→ **Assignment**
After finding the line with "Highlight green synthetic grass." in the entries below, retype exactly each line from there through the line with "Highlight tree.", including that final line.

━━━ Material supplied

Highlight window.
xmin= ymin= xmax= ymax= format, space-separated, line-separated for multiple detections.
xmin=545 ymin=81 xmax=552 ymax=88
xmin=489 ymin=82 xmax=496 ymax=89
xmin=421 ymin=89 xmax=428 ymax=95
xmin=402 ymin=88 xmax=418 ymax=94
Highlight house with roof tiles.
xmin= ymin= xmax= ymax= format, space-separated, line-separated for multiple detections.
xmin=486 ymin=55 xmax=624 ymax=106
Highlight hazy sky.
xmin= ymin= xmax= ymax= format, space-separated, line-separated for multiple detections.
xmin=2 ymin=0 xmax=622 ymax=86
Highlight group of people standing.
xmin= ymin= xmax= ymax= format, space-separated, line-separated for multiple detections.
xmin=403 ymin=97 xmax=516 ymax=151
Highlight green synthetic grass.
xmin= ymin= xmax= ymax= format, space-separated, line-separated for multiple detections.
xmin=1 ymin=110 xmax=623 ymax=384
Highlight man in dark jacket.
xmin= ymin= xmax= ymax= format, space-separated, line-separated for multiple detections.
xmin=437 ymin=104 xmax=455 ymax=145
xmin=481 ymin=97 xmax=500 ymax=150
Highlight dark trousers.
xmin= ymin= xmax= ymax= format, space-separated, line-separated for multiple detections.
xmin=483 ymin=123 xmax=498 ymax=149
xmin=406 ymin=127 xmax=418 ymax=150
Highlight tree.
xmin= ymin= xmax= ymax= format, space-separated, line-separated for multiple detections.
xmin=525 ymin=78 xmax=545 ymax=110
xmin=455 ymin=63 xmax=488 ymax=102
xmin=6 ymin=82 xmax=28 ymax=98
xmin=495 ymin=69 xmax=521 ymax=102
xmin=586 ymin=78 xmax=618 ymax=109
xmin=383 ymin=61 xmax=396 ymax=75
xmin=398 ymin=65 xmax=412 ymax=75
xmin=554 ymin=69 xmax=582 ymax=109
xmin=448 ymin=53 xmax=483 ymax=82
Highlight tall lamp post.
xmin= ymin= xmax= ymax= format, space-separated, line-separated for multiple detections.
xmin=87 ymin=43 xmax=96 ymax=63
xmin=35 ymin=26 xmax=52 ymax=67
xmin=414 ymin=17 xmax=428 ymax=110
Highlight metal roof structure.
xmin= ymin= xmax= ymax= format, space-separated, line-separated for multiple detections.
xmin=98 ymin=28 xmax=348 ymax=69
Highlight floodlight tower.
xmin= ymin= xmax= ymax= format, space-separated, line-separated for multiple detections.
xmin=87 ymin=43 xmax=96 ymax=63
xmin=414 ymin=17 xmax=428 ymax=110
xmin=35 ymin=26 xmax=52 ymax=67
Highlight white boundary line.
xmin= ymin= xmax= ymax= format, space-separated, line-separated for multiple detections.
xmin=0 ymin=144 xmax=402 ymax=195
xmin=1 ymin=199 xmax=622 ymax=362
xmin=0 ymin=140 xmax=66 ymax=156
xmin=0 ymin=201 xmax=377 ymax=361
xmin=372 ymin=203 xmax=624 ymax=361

━━━━━━

→ **Your response**
Highlight green synthetic grass.
xmin= ymin= xmax= ymax= format, space-separated, line-separated for multiple detections.
xmin=1 ymin=110 xmax=623 ymax=384
Highlight man in dark jacket.
xmin= ymin= xmax= ymax= format, space-separated, line-separated for multiple detections.
xmin=437 ymin=104 xmax=455 ymax=145
xmin=481 ymin=97 xmax=500 ymax=150
Highlight dark trousers.
xmin= ymin= xmax= ymax= format, space-separated, line-separated for multiple detections.
xmin=483 ymin=123 xmax=498 ymax=149
xmin=406 ymin=127 xmax=418 ymax=150
Highlight tree.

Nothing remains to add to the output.